:: Task item ::
Copy every line from the records below that carries the word "twin".

[Stored data entries]
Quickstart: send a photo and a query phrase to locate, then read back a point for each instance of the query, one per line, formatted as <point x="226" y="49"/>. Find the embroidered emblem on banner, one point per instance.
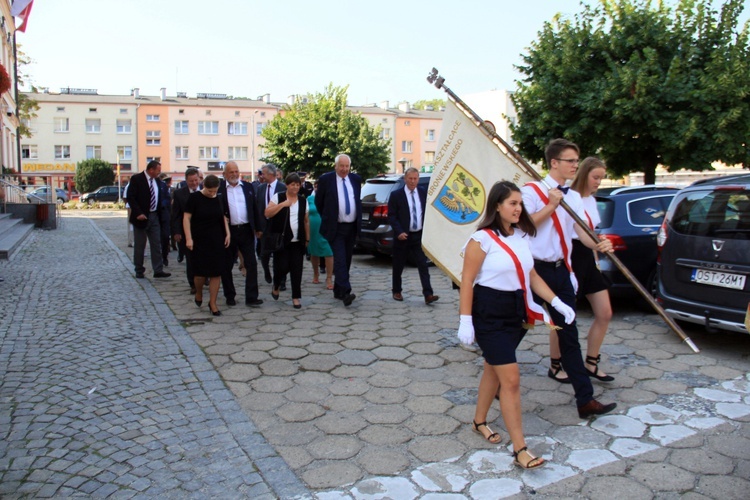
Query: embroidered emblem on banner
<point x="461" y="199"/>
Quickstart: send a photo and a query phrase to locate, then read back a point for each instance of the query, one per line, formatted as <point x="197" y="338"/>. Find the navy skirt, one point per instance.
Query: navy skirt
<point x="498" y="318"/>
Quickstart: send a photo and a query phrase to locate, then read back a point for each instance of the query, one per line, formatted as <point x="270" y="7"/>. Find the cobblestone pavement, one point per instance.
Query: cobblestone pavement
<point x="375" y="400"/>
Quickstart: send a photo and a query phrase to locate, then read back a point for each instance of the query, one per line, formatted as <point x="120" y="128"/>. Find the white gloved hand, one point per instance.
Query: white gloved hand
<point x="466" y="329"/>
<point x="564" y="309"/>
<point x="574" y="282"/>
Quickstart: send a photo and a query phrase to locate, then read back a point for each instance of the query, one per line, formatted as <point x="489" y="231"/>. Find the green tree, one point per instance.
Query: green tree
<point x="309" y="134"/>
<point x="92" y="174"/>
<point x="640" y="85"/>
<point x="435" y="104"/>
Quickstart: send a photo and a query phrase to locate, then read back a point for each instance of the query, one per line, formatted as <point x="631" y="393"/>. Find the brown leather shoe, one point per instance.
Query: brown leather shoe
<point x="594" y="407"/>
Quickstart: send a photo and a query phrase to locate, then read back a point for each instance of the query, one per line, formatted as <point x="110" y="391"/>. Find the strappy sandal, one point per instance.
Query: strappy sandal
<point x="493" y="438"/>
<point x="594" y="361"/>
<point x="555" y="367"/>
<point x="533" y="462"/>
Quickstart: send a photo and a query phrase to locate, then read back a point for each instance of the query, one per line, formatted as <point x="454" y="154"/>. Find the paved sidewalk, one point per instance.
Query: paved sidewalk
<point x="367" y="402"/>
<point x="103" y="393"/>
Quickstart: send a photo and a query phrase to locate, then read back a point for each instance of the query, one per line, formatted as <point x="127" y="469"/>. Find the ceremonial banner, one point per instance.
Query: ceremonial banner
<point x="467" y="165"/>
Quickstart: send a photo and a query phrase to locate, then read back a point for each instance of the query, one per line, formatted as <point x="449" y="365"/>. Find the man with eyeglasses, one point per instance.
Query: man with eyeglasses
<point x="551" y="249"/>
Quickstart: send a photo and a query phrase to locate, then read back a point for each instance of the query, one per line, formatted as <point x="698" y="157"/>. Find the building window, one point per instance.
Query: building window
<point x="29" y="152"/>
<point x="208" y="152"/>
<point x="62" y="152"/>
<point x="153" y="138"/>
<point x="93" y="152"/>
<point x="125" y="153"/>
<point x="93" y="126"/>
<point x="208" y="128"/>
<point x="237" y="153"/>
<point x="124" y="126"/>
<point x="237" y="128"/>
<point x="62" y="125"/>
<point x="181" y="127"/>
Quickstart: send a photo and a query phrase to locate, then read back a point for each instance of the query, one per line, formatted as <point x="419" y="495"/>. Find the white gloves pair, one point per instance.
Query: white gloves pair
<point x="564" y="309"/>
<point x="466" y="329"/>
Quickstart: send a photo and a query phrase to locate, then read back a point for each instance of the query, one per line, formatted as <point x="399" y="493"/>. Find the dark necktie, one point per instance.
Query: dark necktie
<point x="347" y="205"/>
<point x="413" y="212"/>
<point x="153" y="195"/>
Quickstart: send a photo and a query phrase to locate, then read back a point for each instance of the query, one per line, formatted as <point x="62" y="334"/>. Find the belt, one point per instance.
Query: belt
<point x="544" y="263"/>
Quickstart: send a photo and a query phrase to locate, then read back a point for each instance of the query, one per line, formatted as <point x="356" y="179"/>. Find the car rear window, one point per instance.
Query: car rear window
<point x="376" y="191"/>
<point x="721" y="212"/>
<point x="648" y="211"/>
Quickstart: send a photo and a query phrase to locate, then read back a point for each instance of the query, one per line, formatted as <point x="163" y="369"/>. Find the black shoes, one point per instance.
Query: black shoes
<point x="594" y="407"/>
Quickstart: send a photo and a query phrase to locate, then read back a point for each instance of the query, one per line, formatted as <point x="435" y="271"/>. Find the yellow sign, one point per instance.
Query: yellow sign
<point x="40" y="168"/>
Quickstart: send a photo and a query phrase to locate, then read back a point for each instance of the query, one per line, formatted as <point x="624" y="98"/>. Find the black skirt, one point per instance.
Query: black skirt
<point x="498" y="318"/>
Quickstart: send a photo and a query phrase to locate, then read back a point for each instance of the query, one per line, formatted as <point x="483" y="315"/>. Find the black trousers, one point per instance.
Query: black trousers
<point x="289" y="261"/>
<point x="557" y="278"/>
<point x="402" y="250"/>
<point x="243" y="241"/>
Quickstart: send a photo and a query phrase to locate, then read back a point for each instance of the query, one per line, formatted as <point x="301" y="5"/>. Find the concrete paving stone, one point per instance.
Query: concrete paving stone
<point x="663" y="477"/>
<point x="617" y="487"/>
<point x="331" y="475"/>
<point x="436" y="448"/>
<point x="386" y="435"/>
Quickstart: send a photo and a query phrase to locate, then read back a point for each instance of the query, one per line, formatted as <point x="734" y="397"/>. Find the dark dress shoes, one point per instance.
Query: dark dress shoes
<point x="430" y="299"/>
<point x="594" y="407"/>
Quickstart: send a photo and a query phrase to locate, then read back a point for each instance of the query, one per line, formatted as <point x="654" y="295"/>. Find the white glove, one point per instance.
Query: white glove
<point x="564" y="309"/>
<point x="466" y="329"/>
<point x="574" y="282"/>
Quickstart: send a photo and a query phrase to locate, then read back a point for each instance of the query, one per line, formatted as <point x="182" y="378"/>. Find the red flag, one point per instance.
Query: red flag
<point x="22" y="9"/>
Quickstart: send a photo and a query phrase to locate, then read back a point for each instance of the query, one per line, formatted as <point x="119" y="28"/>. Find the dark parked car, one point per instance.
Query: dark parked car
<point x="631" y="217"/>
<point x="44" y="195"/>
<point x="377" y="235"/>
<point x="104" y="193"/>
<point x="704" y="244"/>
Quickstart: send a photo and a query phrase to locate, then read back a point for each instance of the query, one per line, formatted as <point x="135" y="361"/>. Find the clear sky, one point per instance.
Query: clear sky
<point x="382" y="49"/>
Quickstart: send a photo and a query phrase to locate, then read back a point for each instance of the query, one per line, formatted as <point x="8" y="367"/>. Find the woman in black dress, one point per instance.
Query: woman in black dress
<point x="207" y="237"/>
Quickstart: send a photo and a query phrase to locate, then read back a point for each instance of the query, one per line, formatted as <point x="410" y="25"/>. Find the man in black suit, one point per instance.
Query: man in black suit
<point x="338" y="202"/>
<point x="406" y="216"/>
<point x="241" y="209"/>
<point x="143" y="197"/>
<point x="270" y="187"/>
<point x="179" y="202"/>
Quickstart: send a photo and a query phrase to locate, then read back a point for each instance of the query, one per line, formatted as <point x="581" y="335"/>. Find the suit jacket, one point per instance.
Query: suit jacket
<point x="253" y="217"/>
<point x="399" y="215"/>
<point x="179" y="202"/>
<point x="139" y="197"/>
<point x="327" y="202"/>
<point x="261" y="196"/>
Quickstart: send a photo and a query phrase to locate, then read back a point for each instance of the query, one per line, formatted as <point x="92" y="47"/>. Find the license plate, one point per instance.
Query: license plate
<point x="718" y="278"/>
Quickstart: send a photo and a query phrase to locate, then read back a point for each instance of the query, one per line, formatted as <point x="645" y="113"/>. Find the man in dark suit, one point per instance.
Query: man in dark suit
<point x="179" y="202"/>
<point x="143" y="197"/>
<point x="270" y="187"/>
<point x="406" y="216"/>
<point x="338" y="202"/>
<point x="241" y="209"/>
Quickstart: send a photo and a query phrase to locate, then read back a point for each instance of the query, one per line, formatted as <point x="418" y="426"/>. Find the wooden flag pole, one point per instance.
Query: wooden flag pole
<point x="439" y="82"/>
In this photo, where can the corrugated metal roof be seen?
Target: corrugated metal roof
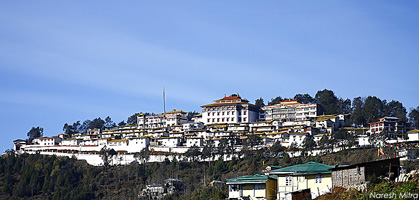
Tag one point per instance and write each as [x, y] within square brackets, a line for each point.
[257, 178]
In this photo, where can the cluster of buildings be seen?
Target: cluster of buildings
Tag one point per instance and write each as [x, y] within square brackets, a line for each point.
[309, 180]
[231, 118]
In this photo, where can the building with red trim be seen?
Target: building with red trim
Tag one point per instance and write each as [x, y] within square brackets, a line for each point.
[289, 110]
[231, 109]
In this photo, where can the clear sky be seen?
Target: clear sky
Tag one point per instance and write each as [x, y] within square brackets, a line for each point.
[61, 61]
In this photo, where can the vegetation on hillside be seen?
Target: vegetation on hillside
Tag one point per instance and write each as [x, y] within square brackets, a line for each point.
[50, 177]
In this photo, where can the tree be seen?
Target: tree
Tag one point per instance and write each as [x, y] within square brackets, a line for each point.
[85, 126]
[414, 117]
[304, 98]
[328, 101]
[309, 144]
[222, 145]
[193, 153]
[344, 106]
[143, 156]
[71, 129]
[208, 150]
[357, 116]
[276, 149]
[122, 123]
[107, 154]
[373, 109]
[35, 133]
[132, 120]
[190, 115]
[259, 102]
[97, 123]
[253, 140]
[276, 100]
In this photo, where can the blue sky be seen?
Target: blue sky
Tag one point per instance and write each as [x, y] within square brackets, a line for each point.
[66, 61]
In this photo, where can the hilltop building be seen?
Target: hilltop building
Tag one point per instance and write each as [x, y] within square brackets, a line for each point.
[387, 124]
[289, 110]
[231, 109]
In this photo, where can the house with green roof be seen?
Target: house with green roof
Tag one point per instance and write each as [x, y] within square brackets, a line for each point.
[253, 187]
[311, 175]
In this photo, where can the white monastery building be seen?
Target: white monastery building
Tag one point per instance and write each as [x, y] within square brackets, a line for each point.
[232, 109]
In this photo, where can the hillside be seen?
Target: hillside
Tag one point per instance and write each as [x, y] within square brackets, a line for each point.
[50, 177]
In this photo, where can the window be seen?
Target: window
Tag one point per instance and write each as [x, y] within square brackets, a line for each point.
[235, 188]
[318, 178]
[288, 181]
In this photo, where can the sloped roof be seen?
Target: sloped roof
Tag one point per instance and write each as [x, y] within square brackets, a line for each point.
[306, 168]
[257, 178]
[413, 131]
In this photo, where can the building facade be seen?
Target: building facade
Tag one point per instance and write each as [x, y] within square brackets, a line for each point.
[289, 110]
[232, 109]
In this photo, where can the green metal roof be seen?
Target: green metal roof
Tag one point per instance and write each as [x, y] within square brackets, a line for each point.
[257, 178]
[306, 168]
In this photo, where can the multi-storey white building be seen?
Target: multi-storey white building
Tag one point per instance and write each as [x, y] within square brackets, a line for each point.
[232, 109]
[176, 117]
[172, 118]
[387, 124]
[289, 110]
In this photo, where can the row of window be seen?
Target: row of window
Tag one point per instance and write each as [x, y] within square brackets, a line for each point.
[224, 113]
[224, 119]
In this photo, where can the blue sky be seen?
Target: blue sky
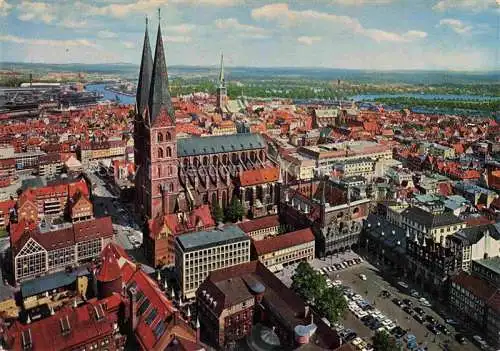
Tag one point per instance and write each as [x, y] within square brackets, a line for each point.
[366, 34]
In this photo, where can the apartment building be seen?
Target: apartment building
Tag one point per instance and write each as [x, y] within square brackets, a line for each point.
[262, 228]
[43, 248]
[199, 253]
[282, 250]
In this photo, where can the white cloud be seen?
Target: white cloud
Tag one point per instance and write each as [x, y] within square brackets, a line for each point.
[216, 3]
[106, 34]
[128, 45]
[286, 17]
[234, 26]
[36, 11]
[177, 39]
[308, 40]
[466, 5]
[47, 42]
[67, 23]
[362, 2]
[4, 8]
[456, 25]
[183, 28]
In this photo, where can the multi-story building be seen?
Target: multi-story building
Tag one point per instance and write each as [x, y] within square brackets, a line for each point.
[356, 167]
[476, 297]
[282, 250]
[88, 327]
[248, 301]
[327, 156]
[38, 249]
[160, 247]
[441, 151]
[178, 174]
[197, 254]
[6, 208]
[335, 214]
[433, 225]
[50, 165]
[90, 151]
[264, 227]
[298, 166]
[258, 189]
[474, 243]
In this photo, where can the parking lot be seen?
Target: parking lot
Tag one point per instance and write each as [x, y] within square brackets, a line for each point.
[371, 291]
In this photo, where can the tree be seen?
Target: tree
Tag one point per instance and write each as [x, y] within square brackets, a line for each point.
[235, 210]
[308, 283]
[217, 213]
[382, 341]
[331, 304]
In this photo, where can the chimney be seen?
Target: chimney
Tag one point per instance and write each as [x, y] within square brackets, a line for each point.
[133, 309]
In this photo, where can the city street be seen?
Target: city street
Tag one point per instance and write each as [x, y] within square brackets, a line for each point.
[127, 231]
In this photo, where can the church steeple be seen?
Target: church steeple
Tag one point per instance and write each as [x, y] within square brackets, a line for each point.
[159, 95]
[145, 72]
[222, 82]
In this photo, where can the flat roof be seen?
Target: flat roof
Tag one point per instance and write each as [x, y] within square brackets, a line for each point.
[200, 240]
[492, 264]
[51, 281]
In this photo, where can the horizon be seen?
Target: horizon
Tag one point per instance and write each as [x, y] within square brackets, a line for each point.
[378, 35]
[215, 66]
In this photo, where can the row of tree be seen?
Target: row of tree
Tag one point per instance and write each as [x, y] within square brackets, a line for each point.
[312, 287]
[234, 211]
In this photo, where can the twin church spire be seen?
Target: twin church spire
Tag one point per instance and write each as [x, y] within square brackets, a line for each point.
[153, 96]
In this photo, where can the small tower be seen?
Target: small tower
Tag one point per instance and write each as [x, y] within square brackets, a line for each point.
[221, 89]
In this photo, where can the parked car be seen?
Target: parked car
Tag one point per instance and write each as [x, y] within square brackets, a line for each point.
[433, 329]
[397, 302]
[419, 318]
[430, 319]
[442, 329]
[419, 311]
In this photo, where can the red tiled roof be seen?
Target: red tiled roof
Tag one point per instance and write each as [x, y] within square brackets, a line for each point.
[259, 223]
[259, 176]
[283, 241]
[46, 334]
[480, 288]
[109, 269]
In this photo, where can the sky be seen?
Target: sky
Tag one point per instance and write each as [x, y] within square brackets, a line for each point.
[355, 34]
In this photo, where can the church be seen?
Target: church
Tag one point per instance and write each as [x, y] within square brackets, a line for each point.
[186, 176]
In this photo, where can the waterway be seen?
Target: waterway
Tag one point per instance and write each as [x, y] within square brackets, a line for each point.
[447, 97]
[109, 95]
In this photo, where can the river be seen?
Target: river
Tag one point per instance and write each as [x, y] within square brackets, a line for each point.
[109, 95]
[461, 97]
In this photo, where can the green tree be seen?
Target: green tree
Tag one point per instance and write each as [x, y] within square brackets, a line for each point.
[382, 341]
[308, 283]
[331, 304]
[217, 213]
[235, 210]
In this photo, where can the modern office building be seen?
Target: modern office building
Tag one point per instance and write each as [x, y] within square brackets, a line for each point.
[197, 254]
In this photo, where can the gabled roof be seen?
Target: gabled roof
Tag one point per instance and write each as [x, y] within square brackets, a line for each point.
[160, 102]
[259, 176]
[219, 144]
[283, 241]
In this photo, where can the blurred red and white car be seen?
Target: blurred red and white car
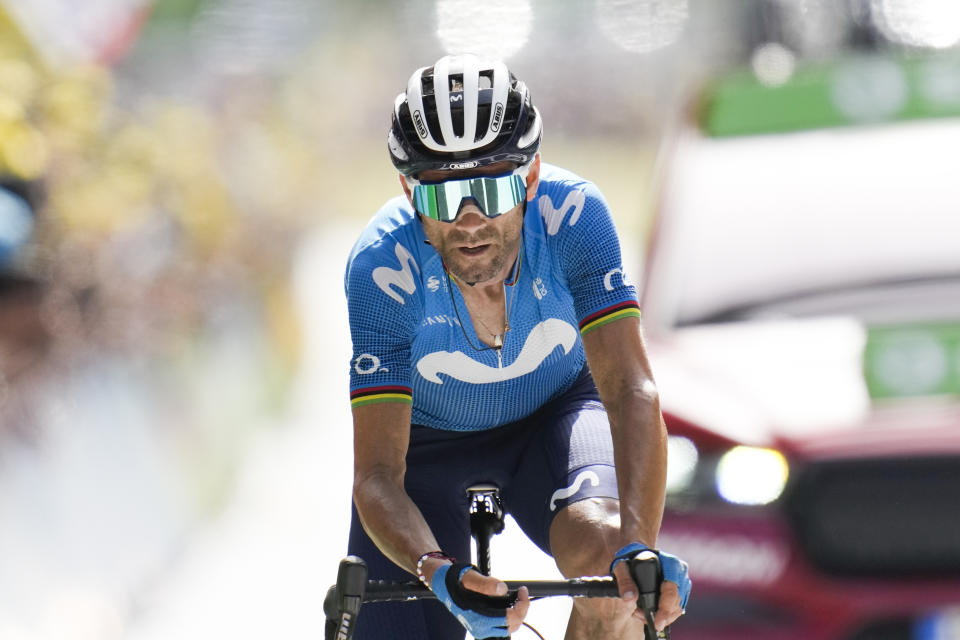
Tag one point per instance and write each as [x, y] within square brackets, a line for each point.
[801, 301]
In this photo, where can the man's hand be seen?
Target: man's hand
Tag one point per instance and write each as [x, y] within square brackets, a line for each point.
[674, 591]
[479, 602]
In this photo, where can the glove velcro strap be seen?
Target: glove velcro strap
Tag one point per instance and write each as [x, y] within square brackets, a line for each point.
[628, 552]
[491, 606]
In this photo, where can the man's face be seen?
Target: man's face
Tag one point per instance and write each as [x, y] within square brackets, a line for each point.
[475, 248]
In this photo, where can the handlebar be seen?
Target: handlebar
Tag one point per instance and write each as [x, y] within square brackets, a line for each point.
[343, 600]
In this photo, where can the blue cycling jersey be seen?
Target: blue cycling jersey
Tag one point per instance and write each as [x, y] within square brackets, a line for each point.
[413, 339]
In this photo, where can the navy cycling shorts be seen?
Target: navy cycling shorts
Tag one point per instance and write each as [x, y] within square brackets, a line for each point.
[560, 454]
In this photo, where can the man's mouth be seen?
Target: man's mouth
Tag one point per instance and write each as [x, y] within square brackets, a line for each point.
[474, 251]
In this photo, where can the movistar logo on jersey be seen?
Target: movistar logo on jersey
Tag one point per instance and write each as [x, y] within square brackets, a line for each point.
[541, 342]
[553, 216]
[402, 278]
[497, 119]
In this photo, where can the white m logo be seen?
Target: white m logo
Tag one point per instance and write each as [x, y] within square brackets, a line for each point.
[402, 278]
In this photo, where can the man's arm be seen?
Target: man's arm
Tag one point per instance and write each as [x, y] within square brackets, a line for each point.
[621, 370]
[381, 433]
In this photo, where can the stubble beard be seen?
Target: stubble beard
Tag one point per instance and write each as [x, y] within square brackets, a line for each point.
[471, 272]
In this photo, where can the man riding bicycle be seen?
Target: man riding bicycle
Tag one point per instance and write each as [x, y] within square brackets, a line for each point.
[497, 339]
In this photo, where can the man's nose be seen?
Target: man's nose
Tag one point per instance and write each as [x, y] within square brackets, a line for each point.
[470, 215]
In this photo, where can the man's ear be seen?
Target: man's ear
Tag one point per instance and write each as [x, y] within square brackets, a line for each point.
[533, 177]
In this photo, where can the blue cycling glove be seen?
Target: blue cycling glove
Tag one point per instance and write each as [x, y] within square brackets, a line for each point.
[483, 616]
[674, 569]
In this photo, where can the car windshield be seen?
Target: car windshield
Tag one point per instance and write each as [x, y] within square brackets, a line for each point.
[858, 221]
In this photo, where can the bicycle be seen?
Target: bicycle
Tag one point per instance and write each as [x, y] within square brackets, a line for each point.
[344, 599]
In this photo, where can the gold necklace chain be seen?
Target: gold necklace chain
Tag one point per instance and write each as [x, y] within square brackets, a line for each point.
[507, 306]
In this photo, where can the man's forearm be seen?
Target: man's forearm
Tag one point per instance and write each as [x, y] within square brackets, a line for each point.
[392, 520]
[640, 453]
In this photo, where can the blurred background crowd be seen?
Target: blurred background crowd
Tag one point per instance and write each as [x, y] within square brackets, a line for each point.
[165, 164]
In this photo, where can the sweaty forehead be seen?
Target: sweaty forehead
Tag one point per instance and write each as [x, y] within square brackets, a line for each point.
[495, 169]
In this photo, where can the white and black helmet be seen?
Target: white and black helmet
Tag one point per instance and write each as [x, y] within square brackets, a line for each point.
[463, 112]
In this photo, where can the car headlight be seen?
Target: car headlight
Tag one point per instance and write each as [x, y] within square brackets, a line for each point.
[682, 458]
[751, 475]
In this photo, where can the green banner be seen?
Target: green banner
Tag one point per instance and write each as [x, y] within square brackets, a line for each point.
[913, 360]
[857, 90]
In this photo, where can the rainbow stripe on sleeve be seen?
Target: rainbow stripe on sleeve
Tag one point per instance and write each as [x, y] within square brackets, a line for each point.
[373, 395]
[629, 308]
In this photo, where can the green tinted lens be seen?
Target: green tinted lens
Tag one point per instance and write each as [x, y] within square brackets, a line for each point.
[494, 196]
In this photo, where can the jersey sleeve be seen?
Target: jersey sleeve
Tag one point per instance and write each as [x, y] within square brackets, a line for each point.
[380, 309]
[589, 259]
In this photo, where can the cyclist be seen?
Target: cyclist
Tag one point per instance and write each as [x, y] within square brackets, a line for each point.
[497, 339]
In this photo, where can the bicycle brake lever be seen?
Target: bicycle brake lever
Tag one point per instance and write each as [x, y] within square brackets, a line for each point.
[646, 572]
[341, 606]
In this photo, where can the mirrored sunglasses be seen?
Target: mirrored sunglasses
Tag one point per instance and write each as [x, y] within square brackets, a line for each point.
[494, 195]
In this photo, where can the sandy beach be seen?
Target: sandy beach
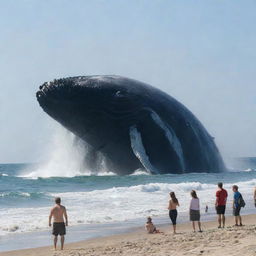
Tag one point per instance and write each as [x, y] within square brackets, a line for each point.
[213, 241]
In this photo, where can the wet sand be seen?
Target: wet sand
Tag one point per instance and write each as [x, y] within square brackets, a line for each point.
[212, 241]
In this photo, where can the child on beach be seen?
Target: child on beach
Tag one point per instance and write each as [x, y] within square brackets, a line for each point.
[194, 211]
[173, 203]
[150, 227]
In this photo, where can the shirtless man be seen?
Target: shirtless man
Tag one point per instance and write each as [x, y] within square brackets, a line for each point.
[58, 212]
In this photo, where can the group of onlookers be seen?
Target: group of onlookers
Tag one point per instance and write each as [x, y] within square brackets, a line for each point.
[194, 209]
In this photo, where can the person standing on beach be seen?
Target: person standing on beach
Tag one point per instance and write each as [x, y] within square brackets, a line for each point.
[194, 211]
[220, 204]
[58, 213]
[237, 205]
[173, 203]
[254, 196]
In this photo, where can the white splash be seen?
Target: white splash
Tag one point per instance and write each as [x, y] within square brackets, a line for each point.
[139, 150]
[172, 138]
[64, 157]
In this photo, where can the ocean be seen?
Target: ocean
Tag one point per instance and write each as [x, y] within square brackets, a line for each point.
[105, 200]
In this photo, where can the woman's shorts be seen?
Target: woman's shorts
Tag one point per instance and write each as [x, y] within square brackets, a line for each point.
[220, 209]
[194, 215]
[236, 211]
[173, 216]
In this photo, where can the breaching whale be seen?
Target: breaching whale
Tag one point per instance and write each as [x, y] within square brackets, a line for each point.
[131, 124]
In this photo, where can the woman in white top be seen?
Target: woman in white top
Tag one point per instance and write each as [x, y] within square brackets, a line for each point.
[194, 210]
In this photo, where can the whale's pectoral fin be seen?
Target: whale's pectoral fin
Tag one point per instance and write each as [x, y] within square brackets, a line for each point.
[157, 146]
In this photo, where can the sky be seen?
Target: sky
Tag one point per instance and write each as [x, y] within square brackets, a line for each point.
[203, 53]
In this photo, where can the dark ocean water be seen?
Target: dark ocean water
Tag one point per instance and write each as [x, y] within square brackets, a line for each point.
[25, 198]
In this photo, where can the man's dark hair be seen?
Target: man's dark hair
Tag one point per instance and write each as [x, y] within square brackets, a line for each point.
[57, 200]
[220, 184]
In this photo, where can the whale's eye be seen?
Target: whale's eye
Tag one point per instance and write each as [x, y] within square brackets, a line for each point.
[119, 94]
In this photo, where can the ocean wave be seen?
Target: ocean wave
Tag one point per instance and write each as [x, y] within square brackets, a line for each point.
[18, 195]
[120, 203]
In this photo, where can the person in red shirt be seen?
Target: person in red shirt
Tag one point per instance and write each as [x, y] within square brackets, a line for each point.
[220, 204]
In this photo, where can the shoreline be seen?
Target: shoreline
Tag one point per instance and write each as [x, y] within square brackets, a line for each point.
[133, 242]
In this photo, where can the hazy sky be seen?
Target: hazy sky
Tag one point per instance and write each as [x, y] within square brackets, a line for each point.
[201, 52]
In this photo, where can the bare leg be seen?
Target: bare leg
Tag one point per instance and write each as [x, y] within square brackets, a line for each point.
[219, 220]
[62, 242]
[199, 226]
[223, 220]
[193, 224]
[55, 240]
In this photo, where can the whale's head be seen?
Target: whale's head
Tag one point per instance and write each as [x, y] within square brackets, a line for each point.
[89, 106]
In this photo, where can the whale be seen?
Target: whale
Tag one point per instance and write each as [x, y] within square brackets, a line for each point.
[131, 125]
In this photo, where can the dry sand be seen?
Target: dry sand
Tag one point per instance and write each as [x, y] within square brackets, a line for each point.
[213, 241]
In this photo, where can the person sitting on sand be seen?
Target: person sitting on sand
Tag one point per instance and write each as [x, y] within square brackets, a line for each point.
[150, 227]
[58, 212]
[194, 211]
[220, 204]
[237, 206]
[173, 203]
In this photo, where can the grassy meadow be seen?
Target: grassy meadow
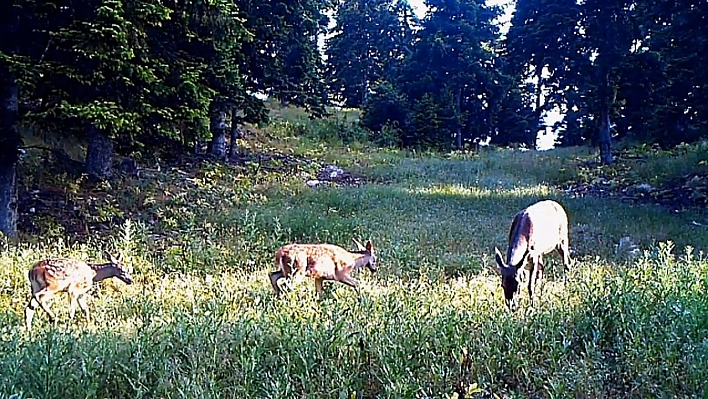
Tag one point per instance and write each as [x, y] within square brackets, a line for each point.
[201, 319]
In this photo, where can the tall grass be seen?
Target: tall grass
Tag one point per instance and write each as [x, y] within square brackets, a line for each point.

:: Answer section ::
In this photo, where can the twin church spire be seen?
Target: twin church spire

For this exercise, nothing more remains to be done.